%%
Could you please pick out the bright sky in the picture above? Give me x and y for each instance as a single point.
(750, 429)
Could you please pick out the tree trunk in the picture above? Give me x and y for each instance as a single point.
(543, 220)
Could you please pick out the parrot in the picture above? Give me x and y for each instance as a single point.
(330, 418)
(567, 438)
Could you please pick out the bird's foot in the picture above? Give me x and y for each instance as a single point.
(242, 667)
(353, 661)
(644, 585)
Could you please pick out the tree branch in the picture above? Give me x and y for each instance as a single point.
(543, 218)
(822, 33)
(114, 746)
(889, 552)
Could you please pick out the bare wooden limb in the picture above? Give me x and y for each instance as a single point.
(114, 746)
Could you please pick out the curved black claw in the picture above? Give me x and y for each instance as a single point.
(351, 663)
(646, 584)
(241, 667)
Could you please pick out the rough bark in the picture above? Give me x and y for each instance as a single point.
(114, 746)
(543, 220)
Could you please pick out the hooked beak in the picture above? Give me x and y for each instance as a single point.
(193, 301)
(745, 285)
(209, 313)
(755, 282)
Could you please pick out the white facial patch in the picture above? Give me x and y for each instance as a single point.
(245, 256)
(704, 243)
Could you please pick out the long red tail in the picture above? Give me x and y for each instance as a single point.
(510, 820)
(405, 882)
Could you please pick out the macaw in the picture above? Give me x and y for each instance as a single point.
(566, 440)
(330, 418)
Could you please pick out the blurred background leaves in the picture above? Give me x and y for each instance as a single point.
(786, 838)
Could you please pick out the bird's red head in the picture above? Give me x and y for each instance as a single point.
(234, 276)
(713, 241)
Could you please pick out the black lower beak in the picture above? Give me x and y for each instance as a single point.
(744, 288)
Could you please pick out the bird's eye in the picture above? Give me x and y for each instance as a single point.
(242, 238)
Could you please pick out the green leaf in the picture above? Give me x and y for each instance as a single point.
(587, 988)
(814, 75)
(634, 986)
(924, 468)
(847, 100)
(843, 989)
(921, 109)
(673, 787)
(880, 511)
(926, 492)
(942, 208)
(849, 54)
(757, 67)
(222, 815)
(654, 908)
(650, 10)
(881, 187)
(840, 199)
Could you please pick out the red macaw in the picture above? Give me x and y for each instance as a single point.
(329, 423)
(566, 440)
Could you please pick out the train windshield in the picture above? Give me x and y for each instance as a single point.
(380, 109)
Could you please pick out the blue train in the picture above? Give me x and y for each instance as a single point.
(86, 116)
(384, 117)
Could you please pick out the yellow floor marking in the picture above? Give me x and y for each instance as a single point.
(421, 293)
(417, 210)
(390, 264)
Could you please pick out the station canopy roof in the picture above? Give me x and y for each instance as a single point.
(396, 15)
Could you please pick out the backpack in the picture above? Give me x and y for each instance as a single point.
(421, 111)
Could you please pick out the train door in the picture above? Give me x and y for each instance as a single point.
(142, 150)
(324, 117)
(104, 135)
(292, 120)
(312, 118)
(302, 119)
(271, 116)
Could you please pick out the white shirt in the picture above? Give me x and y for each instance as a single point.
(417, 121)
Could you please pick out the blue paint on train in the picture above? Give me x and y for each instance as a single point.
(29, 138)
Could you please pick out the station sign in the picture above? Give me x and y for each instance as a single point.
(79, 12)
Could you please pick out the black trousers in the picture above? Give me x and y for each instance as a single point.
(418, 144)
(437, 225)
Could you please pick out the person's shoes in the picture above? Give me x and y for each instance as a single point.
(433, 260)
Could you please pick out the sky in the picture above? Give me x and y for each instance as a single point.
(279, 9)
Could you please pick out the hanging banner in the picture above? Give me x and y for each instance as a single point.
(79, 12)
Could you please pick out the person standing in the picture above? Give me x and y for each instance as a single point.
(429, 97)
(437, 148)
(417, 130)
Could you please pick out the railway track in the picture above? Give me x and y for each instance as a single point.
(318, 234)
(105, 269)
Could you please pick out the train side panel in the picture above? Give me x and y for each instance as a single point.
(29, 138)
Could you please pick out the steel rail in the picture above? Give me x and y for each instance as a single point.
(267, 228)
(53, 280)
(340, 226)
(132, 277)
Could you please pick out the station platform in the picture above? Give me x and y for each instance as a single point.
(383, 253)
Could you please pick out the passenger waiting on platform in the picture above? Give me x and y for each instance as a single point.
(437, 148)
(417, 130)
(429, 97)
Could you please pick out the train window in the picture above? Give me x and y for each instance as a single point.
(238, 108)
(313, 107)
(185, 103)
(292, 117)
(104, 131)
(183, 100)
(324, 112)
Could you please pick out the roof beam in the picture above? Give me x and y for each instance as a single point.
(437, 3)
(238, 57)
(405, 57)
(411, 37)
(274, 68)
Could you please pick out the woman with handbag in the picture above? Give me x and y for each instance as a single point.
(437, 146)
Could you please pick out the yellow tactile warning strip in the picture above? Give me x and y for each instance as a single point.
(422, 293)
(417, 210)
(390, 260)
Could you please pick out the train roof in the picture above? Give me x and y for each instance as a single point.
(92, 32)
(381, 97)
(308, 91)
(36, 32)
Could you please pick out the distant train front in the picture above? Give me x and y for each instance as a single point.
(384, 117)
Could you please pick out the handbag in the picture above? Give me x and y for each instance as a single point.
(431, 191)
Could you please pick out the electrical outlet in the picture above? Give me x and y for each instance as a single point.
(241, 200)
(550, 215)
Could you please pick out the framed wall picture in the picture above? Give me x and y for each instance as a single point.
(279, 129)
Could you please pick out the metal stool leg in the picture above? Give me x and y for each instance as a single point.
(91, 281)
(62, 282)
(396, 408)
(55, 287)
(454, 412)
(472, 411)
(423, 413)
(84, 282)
%%
▸ **WRITTEN INSTRUCTION**
Above are some records. Print them all exactly.

▸ **WRITTEN RESPONSE**
Could you please pick out the bright sky in the picture above? Give me x and y for each instance as a single point.
(750, 429)
Could you please pick out the tree trunk in the picture above? Give me x and y for each instance as a single point.
(543, 220)
Could you please pick out the parrot in the picture above? Give me x and y for each instance as a single point.
(330, 418)
(567, 438)
Could you please pick out the bird's foot in the picture above? Give me x and y for each instance as a single point.
(242, 667)
(353, 661)
(644, 585)
Could you please pick out the tree branch in the picture above? Give me x and y for each instance as a single point.
(543, 218)
(822, 33)
(114, 746)
(889, 552)
Could you please pick out the bare wooden limb in the picture above? Give me x and y for each instance as a single point.
(114, 746)
Could you please pick out the curved black claw in the picture above? Give me x and y for each instance as a single point.
(351, 663)
(646, 584)
(241, 667)
Could you please pick out the rough bark in the picture above? Give me x and y for each instance as a single point.
(114, 746)
(543, 220)
Could you please pick out the hooked beak in the picture above? Give me x and y for each instance as a single point.
(193, 301)
(745, 285)
(209, 313)
(755, 282)
Could you please pick out the white facial patch in the picture above? Give me x and y for each instance as a single point.
(245, 256)
(704, 243)
Could you please pick out the long red tail in the picture above? Give me x and y for each instance as a single point.
(510, 820)
(405, 882)
Could you please pick out the macaw in the picture above? Give me x and y for each instance as a single point.
(566, 440)
(330, 418)
Could you please pick out the blurred background leaves in the picture above? Give me x and y for each instance as a single point.
(786, 838)
Could you please pick out the bird's red head in the picture above? Give me x and y for each instance as a single point.
(234, 276)
(713, 241)
Could you please pick out the black lower beak in the picture above? Give me x and y for each instance as a single point.
(744, 288)
Could you please pick out the bird's eye in the picture above? Give me x and y for each instance as a single point.
(242, 238)
Could you please pick out the green leaf in the picture above? Give me x and y for each instance as a single point.
(587, 988)
(814, 75)
(634, 986)
(924, 468)
(847, 100)
(843, 989)
(921, 109)
(673, 787)
(880, 511)
(926, 492)
(942, 208)
(849, 54)
(757, 67)
(222, 815)
(654, 908)
(650, 10)
(881, 187)
(840, 199)
Could you please pick out the red macaw in the picture above? Give me x and y for each instance as a single point.
(329, 423)
(566, 440)
Could you please pick out the train windshield in the picture above? Give me x and y for each instance as a single point.
(380, 109)
Could you please pick out the blue train in the picture above? Give me x and y for each instance as a single point.
(86, 116)
(384, 117)
Could you please pick out the yellow floor marking in the picture above? Give me x and y for each instance as a single point.
(421, 293)
(417, 210)
(390, 264)
Could you please pick out the station canopy roof in the picture above? Give me x and y for each instance as a single point.
(396, 15)
Could you please pick out the backpack in the picture above? Give me x and y for each instance as a single point.
(421, 111)
Could you please pick out the train door in the picture above? Give me x and y for each instance as a single point.
(142, 150)
(324, 117)
(104, 135)
(292, 120)
(312, 118)
(302, 119)
(271, 116)
Could you please pick out the white shirt in the picture above? Give me x and y for each instance as a single point.
(417, 121)
Could you please pick out the blue paint on train in the picture above? Give me x and y for each instance as a single point.
(29, 138)
Could you please pick out the station sign in the picture above? Give me x and y for each instance as a single point.
(79, 12)
Could you please pick out the black trousers in the picture above? Give me x and y for each instance as a single point.
(418, 144)
(437, 225)
Could you please pick out the person's shoes in the picture above? Give me x and y for each instance as a single point.
(433, 260)
Could you please pick out the sky in the picture above? Give me x and y for each instance as a single point.
(279, 9)
Could you please pick out the hanging banner in the picture above? Give me x and y for each instance as a single point.
(79, 12)
Could you please pick out the person standing in the picture above? Give me x and y for each instance as a single point.
(429, 97)
(437, 148)
(417, 130)
Could you please pick out the railway track in the picture above? Give me x and y for each instance as a single point.
(318, 234)
(105, 269)
Could you please pick out the train side panel in the picture above? Give me x and y for each instance as a single point.
(29, 138)
Could you please pick out the steel rail in the picture above? Give me x and y for each instance as a single point.
(267, 228)
(53, 280)
(340, 226)
(132, 277)
Could you please pick out the station platform in the picture above? Give me x and y for each instance as a single point.
(383, 253)
Could you please pick out the passenger waiting on platform in the picture above? Give me x and y for each instance as a single point.
(437, 148)
(417, 130)
(429, 97)
Could you please pick out the train window in the picture above? Give me x and y for each instance as a single point.
(238, 108)
(313, 107)
(185, 103)
(292, 117)
(104, 131)
(183, 100)
(324, 112)
Could you please pick out the roof beam in the picture above? Give me x and y for each instance as a single point.
(437, 3)
(238, 57)
(405, 57)
(411, 37)
(274, 68)
Could you please pick out the woman with handbag in the picture above? Give me x and y for each instance as a single point.
(437, 146)
Could you please pick out the yellow tactile warning strip in the picture above? Give me x and y for each instance as a single point.
(422, 293)
(417, 210)
(390, 260)
Could you please pick out the train roof in the picture above? Give me x and y for each instance as a single point.
(92, 32)
(381, 97)
(308, 91)
(36, 32)
Could you please pick out the distant train front in the picture above? Give me x and y for each instance as a single point.
(384, 117)
Could you please pick out the handbag in the picture above? Give me x and y for each instance as a single point.
(431, 191)
Could you please pick out the electrical outlet in the picture above? Give me x and y for each instance as a single point.
(241, 200)
(550, 215)
Could you please pick out the framed wall picture in the picture above? Give me x and y for each instance as a single point.
(279, 129)
Could you please pick out the metal stool leg in the picture above? Give me x and y for each instance as a single point.
(91, 281)
(62, 282)
(396, 408)
(55, 287)
(454, 412)
(472, 411)
(423, 413)
(84, 282)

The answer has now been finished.